Collected data
↓

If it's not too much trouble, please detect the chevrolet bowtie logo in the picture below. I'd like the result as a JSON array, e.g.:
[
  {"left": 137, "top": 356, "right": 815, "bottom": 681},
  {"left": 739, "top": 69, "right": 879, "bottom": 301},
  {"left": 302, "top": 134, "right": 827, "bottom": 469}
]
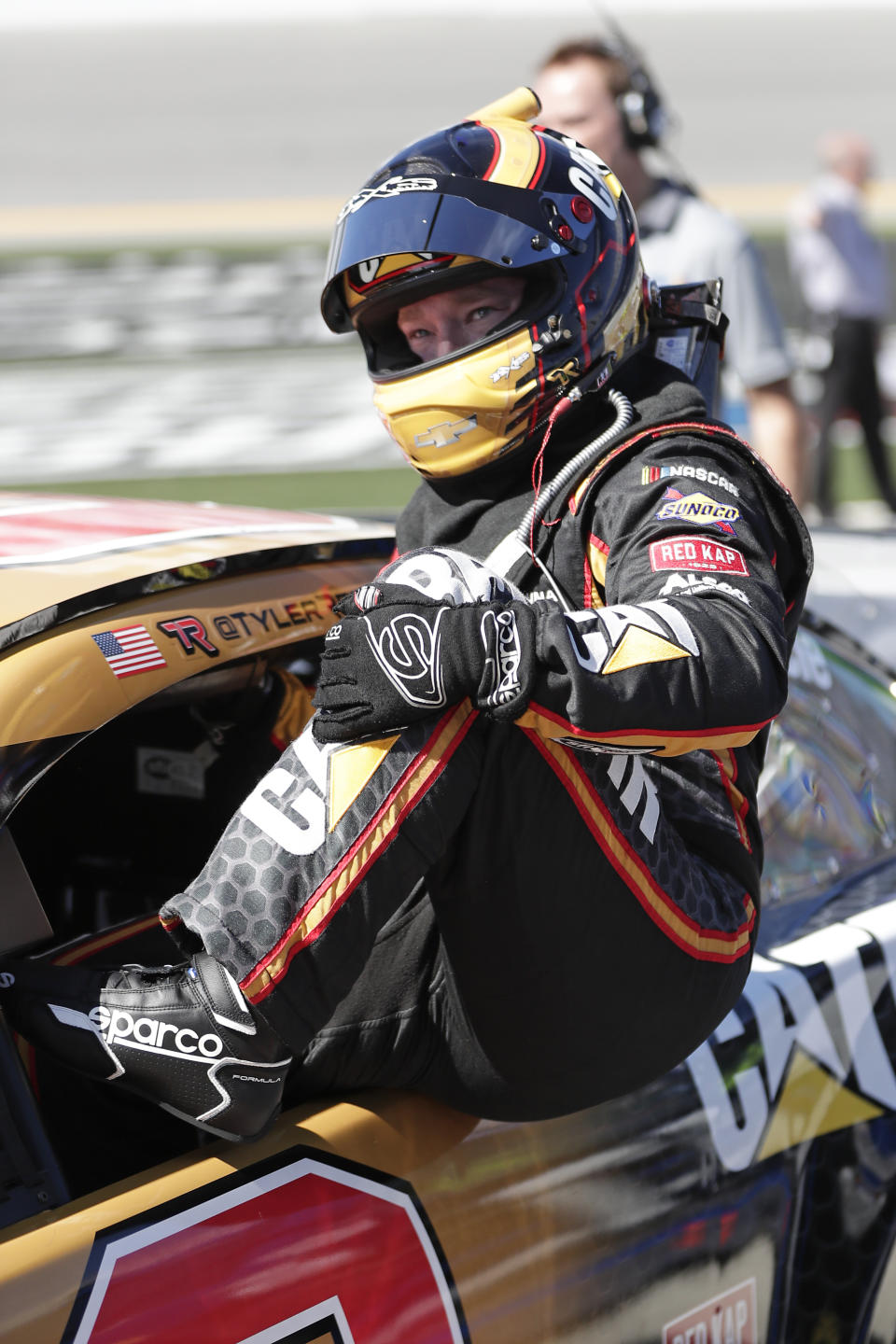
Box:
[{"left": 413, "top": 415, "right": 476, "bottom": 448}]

↑

▸ **Given task**
Copy all of the data above word for word, leaving the pictures out of your answer.

▸ **Response to this task**
If it's not too much trouble, please detect the chevrolet bowtie logo in the picture below. I'd like the result as a JSON array, e.g.:
[
  {"left": 137, "top": 356, "right": 815, "bottom": 681},
  {"left": 739, "top": 69, "right": 879, "bottom": 301},
  {"left": 302, "top": 134, "right": 827, "bottom": 469}
]
Box:
[{"left": 413, "top": 415, "right": 476, "bottom": 448}]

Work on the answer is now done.